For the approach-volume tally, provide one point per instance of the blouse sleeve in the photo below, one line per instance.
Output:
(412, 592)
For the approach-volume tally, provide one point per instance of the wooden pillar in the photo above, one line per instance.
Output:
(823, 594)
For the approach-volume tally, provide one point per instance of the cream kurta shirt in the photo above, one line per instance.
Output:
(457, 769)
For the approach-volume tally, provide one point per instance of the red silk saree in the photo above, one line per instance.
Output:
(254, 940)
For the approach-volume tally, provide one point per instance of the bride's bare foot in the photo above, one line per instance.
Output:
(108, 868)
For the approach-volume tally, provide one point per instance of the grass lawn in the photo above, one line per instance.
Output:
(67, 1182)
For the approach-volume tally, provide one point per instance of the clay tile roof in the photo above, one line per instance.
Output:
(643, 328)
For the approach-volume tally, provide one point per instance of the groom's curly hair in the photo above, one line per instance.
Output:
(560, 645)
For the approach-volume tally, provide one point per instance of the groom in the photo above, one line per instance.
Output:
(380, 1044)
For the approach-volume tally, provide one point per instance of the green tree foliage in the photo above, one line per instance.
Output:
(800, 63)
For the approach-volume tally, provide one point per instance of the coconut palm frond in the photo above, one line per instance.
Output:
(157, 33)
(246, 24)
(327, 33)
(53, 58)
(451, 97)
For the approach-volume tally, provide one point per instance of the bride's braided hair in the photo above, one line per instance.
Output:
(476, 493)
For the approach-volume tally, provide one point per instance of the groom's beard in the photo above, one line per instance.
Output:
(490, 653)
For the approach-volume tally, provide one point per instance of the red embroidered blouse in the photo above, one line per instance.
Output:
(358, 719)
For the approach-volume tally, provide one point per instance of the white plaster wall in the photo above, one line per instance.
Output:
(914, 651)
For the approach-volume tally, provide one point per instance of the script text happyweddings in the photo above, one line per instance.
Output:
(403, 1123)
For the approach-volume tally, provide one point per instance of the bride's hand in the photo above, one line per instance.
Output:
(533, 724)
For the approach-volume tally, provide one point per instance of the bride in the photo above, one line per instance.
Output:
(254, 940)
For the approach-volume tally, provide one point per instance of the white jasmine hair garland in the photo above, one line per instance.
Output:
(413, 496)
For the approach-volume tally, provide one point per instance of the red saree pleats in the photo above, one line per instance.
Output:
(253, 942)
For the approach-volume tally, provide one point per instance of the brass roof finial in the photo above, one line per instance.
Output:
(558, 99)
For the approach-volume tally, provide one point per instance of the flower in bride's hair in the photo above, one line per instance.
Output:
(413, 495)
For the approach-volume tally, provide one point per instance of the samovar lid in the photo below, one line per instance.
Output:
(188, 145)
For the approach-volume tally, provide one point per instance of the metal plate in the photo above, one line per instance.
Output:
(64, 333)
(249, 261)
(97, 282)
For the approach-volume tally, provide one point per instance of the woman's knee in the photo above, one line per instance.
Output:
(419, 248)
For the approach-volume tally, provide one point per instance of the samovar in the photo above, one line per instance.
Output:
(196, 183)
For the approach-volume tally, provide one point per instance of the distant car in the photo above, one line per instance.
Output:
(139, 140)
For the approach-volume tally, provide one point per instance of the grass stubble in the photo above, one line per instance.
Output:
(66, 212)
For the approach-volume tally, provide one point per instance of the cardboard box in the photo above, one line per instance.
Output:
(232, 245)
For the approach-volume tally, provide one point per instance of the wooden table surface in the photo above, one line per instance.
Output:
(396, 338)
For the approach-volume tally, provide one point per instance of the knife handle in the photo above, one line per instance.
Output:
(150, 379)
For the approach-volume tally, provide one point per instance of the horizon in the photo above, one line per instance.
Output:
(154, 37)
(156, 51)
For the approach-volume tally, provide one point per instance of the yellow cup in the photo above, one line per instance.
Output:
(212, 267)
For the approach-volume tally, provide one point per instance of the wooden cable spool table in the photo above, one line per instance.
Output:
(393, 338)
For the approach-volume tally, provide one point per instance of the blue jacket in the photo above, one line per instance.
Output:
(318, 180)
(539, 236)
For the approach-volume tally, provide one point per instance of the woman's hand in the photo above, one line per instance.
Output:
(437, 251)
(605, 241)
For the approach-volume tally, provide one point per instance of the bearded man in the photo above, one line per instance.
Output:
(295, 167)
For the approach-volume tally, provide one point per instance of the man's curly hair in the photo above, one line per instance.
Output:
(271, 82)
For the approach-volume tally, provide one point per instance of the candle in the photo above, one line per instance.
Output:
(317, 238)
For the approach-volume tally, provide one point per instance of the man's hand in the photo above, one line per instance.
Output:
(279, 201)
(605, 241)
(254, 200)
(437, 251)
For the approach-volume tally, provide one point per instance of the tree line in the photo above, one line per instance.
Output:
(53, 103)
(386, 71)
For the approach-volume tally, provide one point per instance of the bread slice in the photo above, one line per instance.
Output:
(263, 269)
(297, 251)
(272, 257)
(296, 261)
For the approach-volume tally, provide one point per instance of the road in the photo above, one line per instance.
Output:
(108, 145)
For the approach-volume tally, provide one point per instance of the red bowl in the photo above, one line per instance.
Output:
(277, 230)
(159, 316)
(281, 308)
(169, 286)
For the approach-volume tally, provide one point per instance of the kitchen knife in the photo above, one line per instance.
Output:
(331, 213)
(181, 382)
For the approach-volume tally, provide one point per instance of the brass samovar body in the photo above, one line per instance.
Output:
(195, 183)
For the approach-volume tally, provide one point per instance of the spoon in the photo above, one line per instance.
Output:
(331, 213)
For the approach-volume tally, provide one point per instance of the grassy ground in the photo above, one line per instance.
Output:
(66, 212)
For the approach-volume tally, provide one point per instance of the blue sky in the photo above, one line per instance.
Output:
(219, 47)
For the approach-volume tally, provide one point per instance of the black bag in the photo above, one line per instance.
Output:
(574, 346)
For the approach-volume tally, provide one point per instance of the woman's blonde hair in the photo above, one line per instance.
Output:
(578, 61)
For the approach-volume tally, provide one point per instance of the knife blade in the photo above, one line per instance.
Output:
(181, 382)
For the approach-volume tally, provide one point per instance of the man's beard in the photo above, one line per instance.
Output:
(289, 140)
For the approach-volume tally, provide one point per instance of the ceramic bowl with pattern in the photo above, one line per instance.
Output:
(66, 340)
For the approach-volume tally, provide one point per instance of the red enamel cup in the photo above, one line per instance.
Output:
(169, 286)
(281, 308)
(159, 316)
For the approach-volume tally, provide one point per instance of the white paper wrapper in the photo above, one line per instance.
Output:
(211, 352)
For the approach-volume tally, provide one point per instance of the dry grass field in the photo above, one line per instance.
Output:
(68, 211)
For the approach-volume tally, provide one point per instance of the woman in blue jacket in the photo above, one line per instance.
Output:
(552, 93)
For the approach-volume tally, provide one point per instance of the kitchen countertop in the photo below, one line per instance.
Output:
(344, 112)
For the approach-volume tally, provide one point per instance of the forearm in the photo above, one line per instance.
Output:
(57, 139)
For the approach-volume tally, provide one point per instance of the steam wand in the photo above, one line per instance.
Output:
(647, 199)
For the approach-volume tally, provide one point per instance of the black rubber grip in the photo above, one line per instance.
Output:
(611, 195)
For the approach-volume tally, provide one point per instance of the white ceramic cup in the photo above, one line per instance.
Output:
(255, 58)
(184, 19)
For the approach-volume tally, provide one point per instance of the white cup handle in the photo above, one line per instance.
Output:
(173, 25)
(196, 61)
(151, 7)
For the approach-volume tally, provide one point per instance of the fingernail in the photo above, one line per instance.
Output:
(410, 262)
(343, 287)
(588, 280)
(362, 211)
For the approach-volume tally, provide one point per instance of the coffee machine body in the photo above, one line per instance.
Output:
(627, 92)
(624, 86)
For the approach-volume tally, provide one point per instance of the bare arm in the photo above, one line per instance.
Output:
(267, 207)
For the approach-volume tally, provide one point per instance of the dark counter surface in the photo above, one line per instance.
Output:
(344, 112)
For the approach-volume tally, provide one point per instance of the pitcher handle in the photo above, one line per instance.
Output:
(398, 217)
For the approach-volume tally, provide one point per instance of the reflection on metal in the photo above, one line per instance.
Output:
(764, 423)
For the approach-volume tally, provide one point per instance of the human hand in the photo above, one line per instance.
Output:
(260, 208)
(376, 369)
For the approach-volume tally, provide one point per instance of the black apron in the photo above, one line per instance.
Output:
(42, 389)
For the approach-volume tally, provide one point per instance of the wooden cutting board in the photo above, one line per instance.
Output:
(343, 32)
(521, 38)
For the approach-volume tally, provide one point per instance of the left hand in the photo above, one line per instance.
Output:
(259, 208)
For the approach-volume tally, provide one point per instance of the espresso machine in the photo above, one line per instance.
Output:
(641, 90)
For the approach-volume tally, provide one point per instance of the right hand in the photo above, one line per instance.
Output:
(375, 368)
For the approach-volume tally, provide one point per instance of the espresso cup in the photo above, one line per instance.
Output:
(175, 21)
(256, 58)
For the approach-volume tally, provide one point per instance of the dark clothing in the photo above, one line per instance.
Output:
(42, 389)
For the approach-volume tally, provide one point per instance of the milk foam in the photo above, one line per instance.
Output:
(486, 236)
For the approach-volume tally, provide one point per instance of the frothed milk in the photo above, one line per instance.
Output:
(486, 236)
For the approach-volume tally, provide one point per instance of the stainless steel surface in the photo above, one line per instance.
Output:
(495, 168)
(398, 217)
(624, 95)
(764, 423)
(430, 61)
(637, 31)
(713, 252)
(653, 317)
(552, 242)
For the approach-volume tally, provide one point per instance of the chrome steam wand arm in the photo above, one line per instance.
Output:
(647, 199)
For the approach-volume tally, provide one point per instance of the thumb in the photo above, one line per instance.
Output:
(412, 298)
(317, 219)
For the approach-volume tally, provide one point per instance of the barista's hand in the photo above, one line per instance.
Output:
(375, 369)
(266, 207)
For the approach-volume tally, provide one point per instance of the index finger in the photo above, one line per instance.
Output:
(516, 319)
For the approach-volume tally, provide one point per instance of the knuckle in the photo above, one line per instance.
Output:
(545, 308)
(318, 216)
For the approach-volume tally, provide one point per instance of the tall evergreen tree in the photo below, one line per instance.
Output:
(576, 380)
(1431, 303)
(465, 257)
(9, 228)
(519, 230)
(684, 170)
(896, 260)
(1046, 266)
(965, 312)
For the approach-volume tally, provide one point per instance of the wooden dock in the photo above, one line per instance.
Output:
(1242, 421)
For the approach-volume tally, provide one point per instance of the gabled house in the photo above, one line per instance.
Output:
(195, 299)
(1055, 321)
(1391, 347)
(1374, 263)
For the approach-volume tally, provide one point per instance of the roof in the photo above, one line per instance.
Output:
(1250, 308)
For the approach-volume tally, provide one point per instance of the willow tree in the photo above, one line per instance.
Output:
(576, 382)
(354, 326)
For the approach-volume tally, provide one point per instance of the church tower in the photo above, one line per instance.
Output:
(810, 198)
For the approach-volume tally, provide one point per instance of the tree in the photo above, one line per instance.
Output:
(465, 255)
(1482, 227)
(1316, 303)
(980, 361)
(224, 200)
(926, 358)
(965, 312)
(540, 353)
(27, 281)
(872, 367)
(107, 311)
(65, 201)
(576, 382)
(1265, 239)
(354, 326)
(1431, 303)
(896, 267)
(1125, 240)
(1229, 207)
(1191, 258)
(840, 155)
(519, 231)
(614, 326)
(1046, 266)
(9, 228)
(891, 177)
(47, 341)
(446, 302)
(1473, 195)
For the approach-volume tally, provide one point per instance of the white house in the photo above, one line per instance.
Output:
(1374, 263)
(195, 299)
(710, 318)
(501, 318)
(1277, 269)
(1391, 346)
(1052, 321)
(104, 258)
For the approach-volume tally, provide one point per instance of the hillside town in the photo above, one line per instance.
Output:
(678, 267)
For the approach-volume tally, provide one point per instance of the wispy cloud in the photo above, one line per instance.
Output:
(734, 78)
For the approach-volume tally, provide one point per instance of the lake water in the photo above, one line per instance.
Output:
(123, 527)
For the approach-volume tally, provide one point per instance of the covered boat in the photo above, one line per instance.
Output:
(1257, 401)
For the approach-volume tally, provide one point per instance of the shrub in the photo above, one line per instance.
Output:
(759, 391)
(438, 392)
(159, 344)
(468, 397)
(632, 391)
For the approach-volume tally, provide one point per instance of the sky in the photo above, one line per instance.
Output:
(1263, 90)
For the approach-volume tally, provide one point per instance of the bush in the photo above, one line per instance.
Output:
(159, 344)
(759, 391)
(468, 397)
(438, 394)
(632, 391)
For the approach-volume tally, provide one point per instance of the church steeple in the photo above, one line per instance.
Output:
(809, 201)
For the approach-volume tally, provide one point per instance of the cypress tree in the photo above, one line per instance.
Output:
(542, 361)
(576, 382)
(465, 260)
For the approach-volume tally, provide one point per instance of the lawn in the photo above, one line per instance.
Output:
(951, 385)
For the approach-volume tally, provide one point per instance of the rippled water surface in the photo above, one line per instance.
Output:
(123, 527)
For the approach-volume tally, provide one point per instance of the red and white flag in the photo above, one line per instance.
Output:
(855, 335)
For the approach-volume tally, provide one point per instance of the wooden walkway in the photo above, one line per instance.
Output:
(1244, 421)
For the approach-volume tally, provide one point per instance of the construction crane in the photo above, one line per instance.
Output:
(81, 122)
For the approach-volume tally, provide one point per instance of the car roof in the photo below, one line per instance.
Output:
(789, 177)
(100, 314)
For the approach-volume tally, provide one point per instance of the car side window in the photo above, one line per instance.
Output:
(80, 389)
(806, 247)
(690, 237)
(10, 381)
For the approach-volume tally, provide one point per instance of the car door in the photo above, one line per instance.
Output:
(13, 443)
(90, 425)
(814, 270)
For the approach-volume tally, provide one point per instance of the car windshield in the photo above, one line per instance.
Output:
===
## Task to complete
Look through the entries above. Copy out every line holding the word "ceramic".

## Solution to this task
For the approach-volume tally, provide one point per instance of the ceramic bowl with pattern in the photo above, one line per instance.
For the approach-volume tally, provide one point per instance of the white ceramic cup in the photo above, one line per instance.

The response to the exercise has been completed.